'''

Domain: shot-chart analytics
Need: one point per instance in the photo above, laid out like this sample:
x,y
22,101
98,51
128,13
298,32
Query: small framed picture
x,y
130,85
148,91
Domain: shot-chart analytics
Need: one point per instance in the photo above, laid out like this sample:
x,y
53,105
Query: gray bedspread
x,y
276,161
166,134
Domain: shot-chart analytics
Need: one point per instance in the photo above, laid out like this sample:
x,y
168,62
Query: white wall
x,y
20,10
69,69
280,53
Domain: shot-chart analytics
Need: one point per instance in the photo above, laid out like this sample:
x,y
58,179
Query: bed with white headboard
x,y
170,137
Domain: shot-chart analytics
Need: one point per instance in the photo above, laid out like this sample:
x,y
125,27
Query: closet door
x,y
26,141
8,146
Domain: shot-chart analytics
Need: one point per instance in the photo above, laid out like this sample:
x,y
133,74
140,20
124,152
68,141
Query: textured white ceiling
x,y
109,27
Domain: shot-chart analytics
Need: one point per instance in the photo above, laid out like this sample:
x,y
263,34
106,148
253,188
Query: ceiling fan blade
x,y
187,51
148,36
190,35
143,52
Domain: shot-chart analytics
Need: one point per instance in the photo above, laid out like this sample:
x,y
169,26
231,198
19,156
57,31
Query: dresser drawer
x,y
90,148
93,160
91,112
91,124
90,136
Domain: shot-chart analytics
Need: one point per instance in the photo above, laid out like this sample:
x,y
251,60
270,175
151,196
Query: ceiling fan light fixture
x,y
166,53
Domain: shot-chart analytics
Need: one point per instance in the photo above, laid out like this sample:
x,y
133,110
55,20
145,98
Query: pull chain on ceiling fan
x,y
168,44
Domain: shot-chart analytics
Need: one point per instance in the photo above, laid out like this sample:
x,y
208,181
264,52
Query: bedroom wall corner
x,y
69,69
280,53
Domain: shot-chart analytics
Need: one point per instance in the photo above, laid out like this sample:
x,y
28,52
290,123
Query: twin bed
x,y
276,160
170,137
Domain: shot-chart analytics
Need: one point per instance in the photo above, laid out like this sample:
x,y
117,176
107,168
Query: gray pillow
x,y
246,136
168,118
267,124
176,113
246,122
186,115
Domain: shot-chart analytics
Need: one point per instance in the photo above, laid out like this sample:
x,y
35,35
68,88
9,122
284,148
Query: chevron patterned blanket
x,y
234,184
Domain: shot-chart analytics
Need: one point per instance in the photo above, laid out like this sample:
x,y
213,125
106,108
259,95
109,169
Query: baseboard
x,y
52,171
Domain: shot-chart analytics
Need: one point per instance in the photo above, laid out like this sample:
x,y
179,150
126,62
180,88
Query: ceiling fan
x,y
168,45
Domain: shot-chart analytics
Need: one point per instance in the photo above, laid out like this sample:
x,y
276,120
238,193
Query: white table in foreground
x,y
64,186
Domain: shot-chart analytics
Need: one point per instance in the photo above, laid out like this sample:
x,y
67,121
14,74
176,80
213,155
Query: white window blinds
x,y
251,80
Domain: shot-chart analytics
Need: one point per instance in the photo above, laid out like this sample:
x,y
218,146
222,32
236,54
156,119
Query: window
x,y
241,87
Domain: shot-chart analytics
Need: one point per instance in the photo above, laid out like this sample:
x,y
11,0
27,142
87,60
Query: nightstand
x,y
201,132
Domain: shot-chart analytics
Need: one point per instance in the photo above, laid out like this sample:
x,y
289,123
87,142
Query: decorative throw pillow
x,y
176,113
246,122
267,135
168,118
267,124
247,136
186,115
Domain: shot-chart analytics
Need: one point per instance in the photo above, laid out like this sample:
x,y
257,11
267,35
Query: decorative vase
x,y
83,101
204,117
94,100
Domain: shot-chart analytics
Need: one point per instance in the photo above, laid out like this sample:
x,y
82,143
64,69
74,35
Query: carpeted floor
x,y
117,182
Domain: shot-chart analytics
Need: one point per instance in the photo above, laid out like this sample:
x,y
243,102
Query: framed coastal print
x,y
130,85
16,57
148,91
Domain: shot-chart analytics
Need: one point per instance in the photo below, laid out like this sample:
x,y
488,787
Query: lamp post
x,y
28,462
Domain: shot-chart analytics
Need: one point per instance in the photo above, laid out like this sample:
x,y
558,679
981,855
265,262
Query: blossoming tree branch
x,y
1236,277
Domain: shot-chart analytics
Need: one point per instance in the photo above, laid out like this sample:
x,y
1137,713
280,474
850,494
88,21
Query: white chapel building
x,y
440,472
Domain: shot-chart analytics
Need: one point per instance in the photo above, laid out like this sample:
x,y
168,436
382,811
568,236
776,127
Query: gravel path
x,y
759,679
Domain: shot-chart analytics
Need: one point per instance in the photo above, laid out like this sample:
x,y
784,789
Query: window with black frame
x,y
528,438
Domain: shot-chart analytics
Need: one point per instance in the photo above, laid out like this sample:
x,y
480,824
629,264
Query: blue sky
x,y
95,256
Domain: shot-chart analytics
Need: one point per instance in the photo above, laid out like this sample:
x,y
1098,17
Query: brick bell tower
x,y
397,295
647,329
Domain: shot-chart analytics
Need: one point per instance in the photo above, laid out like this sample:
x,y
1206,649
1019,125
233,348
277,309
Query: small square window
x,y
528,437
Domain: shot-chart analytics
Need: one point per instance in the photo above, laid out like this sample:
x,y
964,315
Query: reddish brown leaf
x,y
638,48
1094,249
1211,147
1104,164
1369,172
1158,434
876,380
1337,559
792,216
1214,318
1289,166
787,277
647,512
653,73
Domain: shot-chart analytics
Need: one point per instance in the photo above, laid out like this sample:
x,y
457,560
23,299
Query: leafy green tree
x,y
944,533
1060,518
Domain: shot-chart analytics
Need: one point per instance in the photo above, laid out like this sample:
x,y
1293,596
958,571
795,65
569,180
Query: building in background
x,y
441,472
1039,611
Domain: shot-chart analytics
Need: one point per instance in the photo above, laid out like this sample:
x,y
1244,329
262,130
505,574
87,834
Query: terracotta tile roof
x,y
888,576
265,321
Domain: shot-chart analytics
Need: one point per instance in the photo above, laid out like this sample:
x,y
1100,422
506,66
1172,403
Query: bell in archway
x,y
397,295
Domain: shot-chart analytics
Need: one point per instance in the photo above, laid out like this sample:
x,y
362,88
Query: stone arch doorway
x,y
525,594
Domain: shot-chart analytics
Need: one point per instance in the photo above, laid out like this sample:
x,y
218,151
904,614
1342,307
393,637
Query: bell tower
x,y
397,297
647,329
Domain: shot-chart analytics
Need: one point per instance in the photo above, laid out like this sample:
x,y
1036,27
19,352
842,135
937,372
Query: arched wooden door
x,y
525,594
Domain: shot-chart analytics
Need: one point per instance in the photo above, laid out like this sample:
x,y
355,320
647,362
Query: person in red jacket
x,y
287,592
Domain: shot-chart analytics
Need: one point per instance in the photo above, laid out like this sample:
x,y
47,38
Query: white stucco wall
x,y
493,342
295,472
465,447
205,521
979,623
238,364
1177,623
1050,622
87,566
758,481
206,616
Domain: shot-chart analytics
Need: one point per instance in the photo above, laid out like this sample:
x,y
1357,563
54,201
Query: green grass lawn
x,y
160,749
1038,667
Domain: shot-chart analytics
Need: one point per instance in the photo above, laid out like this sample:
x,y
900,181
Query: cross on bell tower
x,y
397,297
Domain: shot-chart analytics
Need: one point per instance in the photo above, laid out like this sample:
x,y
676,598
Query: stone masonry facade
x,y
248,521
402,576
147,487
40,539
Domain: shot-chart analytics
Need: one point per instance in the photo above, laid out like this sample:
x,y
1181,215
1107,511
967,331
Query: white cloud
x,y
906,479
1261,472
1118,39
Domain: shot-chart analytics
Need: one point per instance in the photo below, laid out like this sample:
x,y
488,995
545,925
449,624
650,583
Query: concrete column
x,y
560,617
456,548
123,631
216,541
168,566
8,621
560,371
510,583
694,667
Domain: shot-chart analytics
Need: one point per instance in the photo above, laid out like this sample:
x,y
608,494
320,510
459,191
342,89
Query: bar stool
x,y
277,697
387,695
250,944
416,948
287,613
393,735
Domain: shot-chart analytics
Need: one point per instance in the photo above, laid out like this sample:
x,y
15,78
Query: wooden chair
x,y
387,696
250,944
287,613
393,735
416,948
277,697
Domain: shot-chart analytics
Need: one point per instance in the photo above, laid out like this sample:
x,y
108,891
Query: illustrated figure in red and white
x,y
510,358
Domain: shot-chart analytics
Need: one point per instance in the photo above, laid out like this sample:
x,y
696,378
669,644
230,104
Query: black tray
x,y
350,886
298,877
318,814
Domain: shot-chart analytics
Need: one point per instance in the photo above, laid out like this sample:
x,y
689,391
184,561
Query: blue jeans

'''

• [WORK REQUIRED]:
The output should consist only of the lines from the one with "Query: black tray" through the final line of the records above, exactly.

• [REPLY]:
Query: black tray
x,y
350,886
298,877
318,814
Domain: shot-chart analytics
Need: one point per instance in the photo above, laid out like this sample:
x,y
689,391
184,561
Query: blue jeans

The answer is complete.